Texto de estudio ->
↓↓↓

En 2001, el abogado y comentarista estadounidense Gordon Chang publicó The Coming Collapse of China, un libro que pronosticaba el fracaso del modelo económico chino en una década. Veinticinco años después, la profecía sigue sin cumplirse, pero el género de los pronósticos de colapso ha demostrado una notable resiliencia.

El propio Chang ha revisado y actualizado su tesis en varias ocasiones, adaptando los plazos y los argumentos, pero sin acertar en el desenlace. La persistencia de estas predicciones, según analistas, refleja más los sesgos de sus autores que la realidad económica del país asiático.

Una industria de pronósticos fallidos

Desde la publicación del libro de Chang, China ha multiplicado su PIB por más de diez veces, ha sacado a cientos de millones de personas de la pobreza y se ha convertido en la segunda economía mundial. Sin embargo, una corriente de analistas y medios occidentales ha mantenido vivo el discurso del colapso inminente.

El economista chino Li Daokui, asesor del Banco Popular de China, señaló en una conferencia reciente que «estos pronósticos dicen más sobre la ideología de quienes los emiten que sobre la economía china». La falta de acierto no ha disuadido a nuevos profetas, que cada cierto tiempo actualizan la fecha del supuesto derrumbe.

↑↑↑

Registros de una colección:
↓↓↓

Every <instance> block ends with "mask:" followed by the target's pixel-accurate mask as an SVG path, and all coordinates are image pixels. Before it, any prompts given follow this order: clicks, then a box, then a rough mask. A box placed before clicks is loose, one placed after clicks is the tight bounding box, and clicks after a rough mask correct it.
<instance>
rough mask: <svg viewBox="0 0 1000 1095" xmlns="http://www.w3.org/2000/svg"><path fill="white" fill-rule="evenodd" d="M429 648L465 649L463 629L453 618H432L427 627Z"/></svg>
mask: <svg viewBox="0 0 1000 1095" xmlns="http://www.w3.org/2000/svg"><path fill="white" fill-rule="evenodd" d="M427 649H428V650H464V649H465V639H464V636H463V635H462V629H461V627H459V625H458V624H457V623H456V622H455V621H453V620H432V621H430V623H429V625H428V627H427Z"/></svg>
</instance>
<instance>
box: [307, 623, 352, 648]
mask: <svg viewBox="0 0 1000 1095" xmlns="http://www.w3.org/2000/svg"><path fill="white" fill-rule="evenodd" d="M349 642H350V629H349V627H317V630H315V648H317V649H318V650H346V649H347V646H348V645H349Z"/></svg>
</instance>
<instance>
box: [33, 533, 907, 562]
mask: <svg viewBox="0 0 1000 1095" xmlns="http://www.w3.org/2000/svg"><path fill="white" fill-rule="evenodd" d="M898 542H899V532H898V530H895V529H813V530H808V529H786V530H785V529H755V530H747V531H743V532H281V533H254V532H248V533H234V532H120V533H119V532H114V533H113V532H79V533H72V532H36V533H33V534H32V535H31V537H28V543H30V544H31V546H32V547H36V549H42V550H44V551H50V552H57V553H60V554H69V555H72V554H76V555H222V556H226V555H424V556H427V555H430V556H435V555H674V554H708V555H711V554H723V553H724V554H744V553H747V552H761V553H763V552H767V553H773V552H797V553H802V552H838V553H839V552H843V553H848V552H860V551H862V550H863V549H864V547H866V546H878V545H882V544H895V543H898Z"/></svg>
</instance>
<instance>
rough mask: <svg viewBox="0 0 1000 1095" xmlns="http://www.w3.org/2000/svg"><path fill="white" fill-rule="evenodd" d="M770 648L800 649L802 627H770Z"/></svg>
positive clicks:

↑↑↑

Orden de trabajo A -> Según el texto sobre los pronósticos de colapso de China, ¿en qué año publicó Gordon Chang The Coming Collapse of China?
Orden de trabajo B -> Repite el fragmento del texto sobre los pronósticos de colapso de China comprendido entre "En 2001, el" y "del país asiático.", ambos incluidos.

Resultado A -> En 2001.

Resultado B ->
En 2001, el abogado y comentarista estadounidense Gordon Chang publicó The Coming Collapse of China, un libro que pronosticaba el fracaso del modelo económico chino en una década. Veinticinco años después, la profecía sigue sin cumplirse, pero el género de los pronósticos de colapso ha demostrado una notable resiliencia.

El propio Chang ha revisado y actualizado su tesis en varias ocasiones, adaptando los plazos y los argumentos, pero sin acertar en el desenlace. La persistencia de estas predicciones, según analistas, refleja más los sesgos de sus autores que la realidad económica del país asiático.